Exercise data —
--------
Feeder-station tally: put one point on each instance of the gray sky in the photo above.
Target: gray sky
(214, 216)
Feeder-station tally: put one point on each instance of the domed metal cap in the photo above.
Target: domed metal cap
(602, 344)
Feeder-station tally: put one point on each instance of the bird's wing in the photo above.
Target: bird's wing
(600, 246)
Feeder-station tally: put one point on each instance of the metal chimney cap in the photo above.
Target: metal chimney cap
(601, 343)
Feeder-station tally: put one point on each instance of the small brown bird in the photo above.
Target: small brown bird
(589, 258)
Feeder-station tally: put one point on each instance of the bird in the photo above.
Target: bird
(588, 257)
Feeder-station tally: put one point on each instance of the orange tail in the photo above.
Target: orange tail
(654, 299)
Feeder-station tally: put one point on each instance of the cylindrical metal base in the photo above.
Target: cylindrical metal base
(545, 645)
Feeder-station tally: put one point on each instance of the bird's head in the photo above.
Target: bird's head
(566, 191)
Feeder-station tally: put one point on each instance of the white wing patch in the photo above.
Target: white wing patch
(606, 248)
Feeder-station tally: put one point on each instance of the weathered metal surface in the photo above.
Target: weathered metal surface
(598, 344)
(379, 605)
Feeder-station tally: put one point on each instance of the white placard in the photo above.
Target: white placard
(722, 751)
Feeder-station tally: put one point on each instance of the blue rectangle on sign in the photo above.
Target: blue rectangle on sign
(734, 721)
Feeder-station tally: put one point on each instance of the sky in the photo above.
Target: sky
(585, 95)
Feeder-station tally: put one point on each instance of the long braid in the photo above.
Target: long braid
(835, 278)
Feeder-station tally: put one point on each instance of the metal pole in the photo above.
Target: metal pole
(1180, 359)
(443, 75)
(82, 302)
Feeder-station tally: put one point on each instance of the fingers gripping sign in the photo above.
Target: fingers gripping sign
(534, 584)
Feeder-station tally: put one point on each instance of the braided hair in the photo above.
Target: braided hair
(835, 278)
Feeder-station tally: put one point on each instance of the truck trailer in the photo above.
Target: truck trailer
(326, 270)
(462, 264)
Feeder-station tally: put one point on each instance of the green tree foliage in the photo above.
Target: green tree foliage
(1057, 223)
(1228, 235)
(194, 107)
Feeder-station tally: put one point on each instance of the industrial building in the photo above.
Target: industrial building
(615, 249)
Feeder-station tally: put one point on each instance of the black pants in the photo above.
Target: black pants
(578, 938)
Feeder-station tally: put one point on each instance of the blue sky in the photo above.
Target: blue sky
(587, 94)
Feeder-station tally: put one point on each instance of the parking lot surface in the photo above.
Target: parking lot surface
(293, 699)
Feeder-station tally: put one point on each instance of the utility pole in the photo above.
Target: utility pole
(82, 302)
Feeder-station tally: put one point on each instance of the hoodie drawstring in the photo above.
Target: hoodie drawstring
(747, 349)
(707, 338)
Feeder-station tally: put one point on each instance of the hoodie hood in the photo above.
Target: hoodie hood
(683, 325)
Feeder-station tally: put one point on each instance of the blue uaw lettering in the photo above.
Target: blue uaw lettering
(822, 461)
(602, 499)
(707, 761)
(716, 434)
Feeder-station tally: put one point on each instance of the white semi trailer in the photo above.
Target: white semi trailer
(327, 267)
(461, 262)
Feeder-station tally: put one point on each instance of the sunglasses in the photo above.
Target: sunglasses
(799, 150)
--------
About this exercise —
For this exercise, the answer is the lines from the one containing "hood in the photo above." through the end of the listing above, reproduced exactly.

Response area —
Feeder-station tally: put one point on each instance of the hoodie hood in the photo above.
Target: hoodie hood
(683, 325)
Feeder-station tally: put one point on each instance of the blue uaw lettering in the photo above.
Target: blue uaw lettering
(822, 461)
(602, 499)
(707, 761)
(716, 434)
Feeder-station tally: put one point on each instance of the white semi trailer in the photo above.
Target: white semi trailer
(327, 267)
(461, 262)
Feeder-station tally: put one point on each instance of the sunglasses in the photo above.
Target: sunglasses
(799, 150)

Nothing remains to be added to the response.